▸ **Problem requirements**
Please set out the records below as a Markdown table with two columns, Row and Record line. Give each nonblank line its own numbered row, in order.

▸ **Records shown**
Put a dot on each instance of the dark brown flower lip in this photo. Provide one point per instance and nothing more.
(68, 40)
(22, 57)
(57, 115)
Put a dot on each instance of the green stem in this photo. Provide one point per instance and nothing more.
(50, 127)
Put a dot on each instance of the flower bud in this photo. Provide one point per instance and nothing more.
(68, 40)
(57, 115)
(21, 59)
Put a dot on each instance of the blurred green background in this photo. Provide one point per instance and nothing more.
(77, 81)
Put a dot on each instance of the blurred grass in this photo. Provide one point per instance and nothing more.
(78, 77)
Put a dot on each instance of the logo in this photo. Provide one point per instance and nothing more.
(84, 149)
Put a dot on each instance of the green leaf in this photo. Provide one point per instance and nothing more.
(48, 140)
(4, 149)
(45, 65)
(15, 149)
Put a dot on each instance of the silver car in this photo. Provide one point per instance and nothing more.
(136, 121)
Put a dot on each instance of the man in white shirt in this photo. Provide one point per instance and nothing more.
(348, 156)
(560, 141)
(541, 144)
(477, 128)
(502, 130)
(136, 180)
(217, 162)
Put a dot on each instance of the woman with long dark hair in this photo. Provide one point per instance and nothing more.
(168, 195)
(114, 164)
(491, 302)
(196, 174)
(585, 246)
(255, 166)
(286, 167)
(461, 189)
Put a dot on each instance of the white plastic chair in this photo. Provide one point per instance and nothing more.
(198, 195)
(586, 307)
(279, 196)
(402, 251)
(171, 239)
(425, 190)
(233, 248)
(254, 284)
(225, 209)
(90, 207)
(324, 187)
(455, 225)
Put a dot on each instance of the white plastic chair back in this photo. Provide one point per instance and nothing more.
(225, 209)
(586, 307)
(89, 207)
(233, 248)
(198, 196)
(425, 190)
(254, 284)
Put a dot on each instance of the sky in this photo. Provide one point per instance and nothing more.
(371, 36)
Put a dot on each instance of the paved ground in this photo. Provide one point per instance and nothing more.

▸ **Output for this exercise**
| Row | Record line |
|---|---|
| 1 | Put a dot on each instance of the dark brown flower lip in this photo. Provide one point per instance and nothing more. |
| 2 | (68, 40) |
| 3 | (22, 57) |
| 4 | (57, 115) |
| 5 | Put a dot on each instance of the green stem in this photo. Provide one point per instance and nothing more. |
| 6 | (50, 127) |
| 7 | Put a dot on each instance of the flower bud in this photo. Provide one point per instance and nothing more. |
| 8 | (68, 40) |
| 9 | (57, 115) |
| 10 | (21, 59) |
| 11 | Put a dot on each instance of the blurred green background in this photo. Provide one point per instance and nothing more. |
| 12 | (77, 81) |
| 13 | Put a dot on each instance of the blurred grass in this photo. Provide one point per instance and nothing more. |
| 14 | (78, 77) |
| 15 | Put a dot on each instance of the logo in this photo. Provide one point per instance and nothing more. |
| 16 | (84, 149) |
| 17 | Put a dot on each instance of the green leaf in this photo. Provide one point per instance and nothing more. |
| 18 | (48, 140) |
| 19 | (4, 149) |
| 20 | (45, 65) |
| 21 | (15, 149) |
| 22 | Put a dot on each instance of the silver car in this photo. Provide one point per instance and nothing more. |
| 23 | (136, 121) |
| 24 | Put a dot on each instance of the man in white shirt in this photo. Provide one point per instance and nothing more. |
| 25 | (348, 156) |
| 26 | (560, 141) |
| 27 | (541, 144) |
| 28 | (477, 128) |
| 29 | (502, 130) |
| 30 | (136, 180) |
| 31 | (217, 162) |
| 32 | Put a dot on each instance of the woman with long dark hair in this photo. Provide one point per instance and nothing more. |
| 33 | (168, 195) |
| 34 | (114, 164) |
| 35 | (491, 302) |
| 36 | (196, 174) |
| 37 | (585, 246) |
| 38 | (255, 166) |
| 39 | (286, 167) |
| 40 | (461, 189) |
| 41 | Put a dot on each instance of the white plastic chair in this photo. Provide one point per instance and nothing more. |
| 42 | (198, 195) |
| 43 | (586, 307) |
| 44 | (279, 196) |
| 45 | (402, 251) |
| 46 | (171, 239) |
| 47 | (425, 190) |
| 48 | (233, 248) |
| 49 | (254, 284) |
| 50 | (225, 209) |
| 51 | (90, 207) |
| 52 | (324, 187) |
| 53 | (455, 225) |
| 54 | Put a dot on each instance of the white plastic chair back in this photo. Provide one point per instance and nothing more. |
| 55 | (225, 209) |
| 56 | (586, 307) |
| 57 | (89, 207) |
| 58 | (233, 248) |
| 59 | (198, 196) |
| 60 | (425, 190) |
| 61 | (254, 284) |
| 62 | Put a dot on each instance of the sky in this photo. Provide one point per instance and nothing more. |
| 63 | (371, 36) |
| 64 | Put a dot on each instance of the paved ground in this photo. Provide one point per instance and nothing more. |